*Problems to work on*:
A – Rewrite the paragraph beginning "AO opined that the money borrowed" from the ITAT Delhi ruling below as a short list that keeps its main facts.
B – Write the next part of the ITAT Delhi ruling below, starting after its last sentence.

ITAT Delhi held that assessee has placed sufficient evidences to discharge initial onus to explain the nature and source of loans. Accordingly, addition u/s. 68 of the Income Tax Act towards unsecured loan unjustified.

Facts- The assessee was engaged in the business of letting commercial property and deriving income under various heads, viz.; business income, income from house property, and income from other sources. For the Assessment Year 2013-14 in question, the assessee-company filed a return of income declaring a total income at Rs. 4,94,44,640. The case was selected for scrutiny assessment u/s. 143(3) of the Act.

In the course of assessment proceedings, the AO issued a show-cause notice seeking an explanation on bona fides of an unsecured loan of Rs. 21,45,40,000/- as appearing in the books of the assessee-company.

AO opined that the money borrowed and credits recorded in the books are not genuine and the onus contemplated u/s. 68 is not discharged on facts by the assessee. The Assessing Officer accordingly invoked the provisions of Section 68 of the Act and made an addition of Rs.21,45,40,000/- to the returned income of the assessee. The income was accordingly assessed at Rs.26,39,84,640/-.

CIT(A) dismissed the appeal. Being aggrieved, assessee has preferred the present appeal.

Conclusion- The Assessee, in our view, has placed sufficient evidences to discharge initial onus to explain the nature and source of loans. Apart from the documentary evidences, the preponderance of probabilities (in the light of payment of interest; repayment of loans etc.) also appears to tilt in favour of the assessee. After a lapse of nearly a decade, it is not desirable to ignite and instate an enquiry proceedings at the level of AO, more so, when the loans are stated to be have been repaid. We find force in the plea that the AO has discredited the loans primarily on the basis of surmises and conjectures which can not be countenanced in law.

Held that the initial onus which lay upon the assessee was fully discharged on the contours of Section 68 of the Act. The AO has rather failed to shift the onus back on the assessee in the absence of any independent inquiry and findings thereof in the assessment order. We thus see no justifiable reason to endorse the process of reasoning adopted by the lower authorities and find merit in the plea of the assessee. We thus are inclined to reverse the impugned additions on first principles.

FULL TEXT OF THE ORDER OF ITAT DELHI

The captioned appeal has been filed by the assessee against the order of the Commissioner of Income Tax (Appeals)-XXXVI, New Delhi [‘CIT(A)’ in short] dated 09.10.2019 arising from the assessment order dated 31.03.2016 passed by the Assessing Officer (AO) under Section 143(3) of the Income Tax Act, 1961 (the Act) concerning AY 2013-14.

2. As per the grounds of appeal, the assessee has challenged the additions of Rs.21,45,40,000/- made by the Assessing Officer under Section 68 of the Act.

3. The appeal in the instant case has been filed belatedly by 61 days. The assessee has filed an affidavit to the effect citing medical reasons for delay in presenting the appeal. Having regard to the reasons enumerated in the affidavit, we observe that sufficient cause exists for condonation of such short delay. The delay is thus condoned and the matter is proceeded for hearing on merits.

4. Briefly stated, the assessee during the year under consideration was engaged in the business of letting of commercial property and deriving income under various heads viz; business income, income from house property and income from other sources’. For the Assessment Year 2013-14 in question, the assessee-company filed return of income declaring total income at Rs.4,94,44,640/-. The case was selected for scrutiny assessment under Section 143(3) of the Act. As per paragraph 2 of the assessment order, the assessee has admittedly attended in the assessment proceedings from time to time and furnished the requisite details/information.

*Data extracts*:
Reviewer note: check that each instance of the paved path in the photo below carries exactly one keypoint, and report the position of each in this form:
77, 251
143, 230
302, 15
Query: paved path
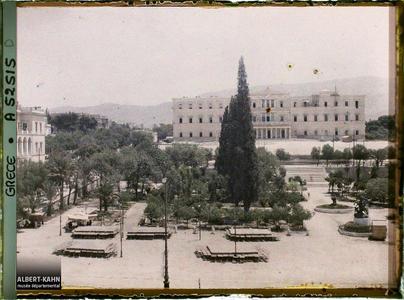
324, 256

*Numbered responses*:
A –
- The AO held that the borrowed money and the credits in the books were not genuine, and that the assessee had not discharged the onus under Section 68.
- Invoking Section 68, the AO added Rs.21,45,40,000/- to the assessee's returned income.
- The income was assessed at Rs.26,39,84,640/-.

B –
5. In the course of assessment proceedings, the AO issued show cause notice dated 18.03.2016 seeking explanation on bona fides of unsecured loan of Rs.21,45,40,000/- as appearing in the books of the assessee-company. The assessee filed various documentary evidences such as confirmation, copy of income tax return, bank statement and balance-sheet of the borrowers as tabulated in the assessment order. It was inter alia pointed out that loans received have been partly repaid during the year. The assessee however observed that the creditworthiness / capacity of the parties to lend money to the assessee were not clearly established. Having regard to documentary evidences adduced by the assessee, the Assessing Officer ultimately observed that these lender companies are either having common directors or having same e-mail address etc. Based on these common features and with reference to the financials of the lender companies, the Assessing Officer opined that the money borrowed and credits recorded in the books are not genuine and the onus contemplated under Section 68 is not discharged on facts by the assessee. The Assessing Officer accordingly invoked the provisions of Section 68 of the Act and made an addition of Rs.21,45,40,000/- to the returned income of the assessee. The income was accordingly assessed at Rs.26,39,84,640/-.

6. Aggrieved, the assessee preferred appeal before the CIT(A). The CIT(A) in the first appellate order observed that the assessee has not appeared in the appellate proceedings and the initial onus placed upon the assessee under Section 68 has not been discharged. The CIT(A) as per paragraph 5.3 of the appellate order simultaneously observed that the appeal is being decided judiciously based on material available on record. The CIT(A) thus adopted the observations of AO on merits and adjudicated the issue against the assessee on merits as well. In conclusion, the CIT(A) declined to interfere with the order of the AO and dismissed the appeal of the assessee.

7. Further aggrieved, the assessee preferred appeal before the Tribunal.

8. The ld. counsel for the assessee submitted at the outset that the relevant details of all the lenders have been furnished before the AO including the confirmation, the income tax return, the bank statement and also the balance-sheet. The ld. counsel thus submitted that particulars of all the lenders are available on record of the department and are filing income tax returns. The bank account copy of the lenders would show the sources from which the money was lent to the assessee. The balance-sheet of the lenders also vouches the overall financial status of the respective parties. The ld. counsel next submitted that out of 36 parties giving varied amounts during the year, the assessee had also availed loans from two directors also namely, Bhagyashree Jain and Shri Rajesh S. Jain. The assessee-company had availed the loan from the Directors in the earlier years also. The fact of payment of interest and also partial repayment of loans during the same FY 12-13 relevant to AY 2013-14 was also brought on record.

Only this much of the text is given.